Look for the line that has "Note to the class: find the orange" in the material below; please repeat it and every line after it, exactly, up to and including the line that has "Note to the class: find the black calculator", and nothing else.

Provided records
##########
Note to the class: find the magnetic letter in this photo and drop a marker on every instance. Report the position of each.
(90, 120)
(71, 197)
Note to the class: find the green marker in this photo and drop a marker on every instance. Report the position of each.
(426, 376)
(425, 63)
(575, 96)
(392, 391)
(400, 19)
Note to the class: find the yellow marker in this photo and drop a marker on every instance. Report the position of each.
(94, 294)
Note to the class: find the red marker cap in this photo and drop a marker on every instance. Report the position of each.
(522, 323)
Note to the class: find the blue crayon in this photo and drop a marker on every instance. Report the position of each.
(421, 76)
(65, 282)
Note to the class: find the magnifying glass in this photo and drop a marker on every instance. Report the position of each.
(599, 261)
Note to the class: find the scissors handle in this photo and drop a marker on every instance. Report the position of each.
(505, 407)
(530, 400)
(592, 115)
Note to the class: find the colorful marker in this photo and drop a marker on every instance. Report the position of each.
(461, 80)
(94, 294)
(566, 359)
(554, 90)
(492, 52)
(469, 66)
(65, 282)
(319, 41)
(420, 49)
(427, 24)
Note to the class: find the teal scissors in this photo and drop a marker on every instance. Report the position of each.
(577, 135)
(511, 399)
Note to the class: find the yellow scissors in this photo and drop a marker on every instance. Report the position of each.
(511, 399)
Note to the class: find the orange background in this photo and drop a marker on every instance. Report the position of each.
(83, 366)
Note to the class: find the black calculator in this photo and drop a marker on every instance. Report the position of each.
##########
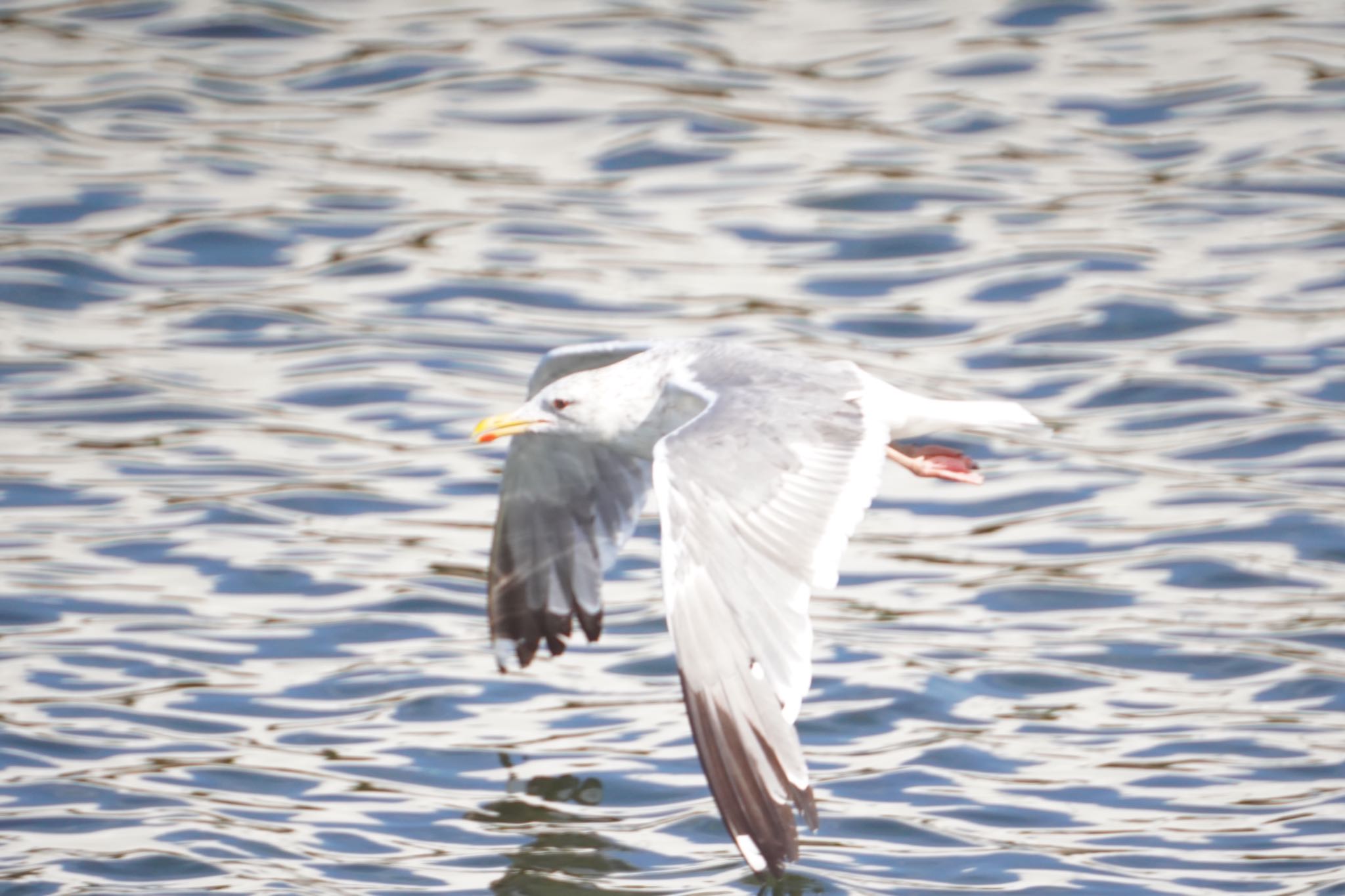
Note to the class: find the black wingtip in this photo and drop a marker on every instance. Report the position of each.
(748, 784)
##########
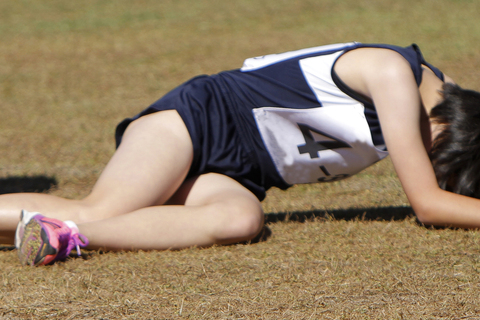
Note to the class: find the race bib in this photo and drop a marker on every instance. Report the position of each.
##########
Reply to the task
Note to the class: find the orange background in this photo and drop a marker on every instance. Report the position of each.
(83, 366)
Note to the class: find the black calculator in this photo and drop a marker on every instance. Report the position of each.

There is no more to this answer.